*TASK REQUIREMENTS*:
- a) From the chapter extract on the early war years, list every place the text mentions.
- b) Translate this sentence from the chapter extract on the early war years into Spanish: "When his call-up papers arrived he went for an interview but was deferred."

Chapter 8: Early war years, school evacuations and call-up - Page 6 of 6

RockeryHe only played for money and he always won. Every now and again, as we went up to bed at about ten o’clock he would come back from the pub with three local men and they would settle down for a whole night’s Bridge. As we came down to our breakfasts we would see them leaving, sadder but I am afraid not much wiser. He had only recently taught himself Russian by haunting the docks in London to meet Russian seamen, and offered to teach us, but I only learnt a word or two.

Peter’s leg was still bothering him quite a bit. Eventually he graduated form crutches to a stick – cobbled streets on a steep slope were not 100% suitable for crutches. When his call-up papers arrived he went for an interview but was deferred. The summer weather was glorious that year – we had a white camelia and a medlar tree in the garden.

*EXTRACTED DATA*:
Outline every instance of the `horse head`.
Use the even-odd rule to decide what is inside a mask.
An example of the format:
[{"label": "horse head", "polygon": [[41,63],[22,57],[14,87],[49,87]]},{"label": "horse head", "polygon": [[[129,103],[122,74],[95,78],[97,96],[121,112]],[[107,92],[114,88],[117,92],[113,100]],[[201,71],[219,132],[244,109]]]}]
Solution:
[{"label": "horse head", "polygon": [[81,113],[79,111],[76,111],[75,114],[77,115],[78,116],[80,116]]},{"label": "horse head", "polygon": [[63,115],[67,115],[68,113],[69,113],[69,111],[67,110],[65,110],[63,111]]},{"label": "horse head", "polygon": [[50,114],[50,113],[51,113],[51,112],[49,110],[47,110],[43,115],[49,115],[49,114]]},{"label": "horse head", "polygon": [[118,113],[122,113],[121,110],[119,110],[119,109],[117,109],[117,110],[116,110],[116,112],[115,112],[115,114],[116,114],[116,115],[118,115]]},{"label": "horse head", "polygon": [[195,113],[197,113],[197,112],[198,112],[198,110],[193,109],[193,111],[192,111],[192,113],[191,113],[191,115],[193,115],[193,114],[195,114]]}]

*WRITTEN ANSWERS*:
- a)
- the pub
- the docks in London
- cobbled streets on a steep slope
- the garden

- b) Cuando llegaron sus papeles de llamamiento a filas, fue a una entrevista, pero le concedieron un aplazamiento.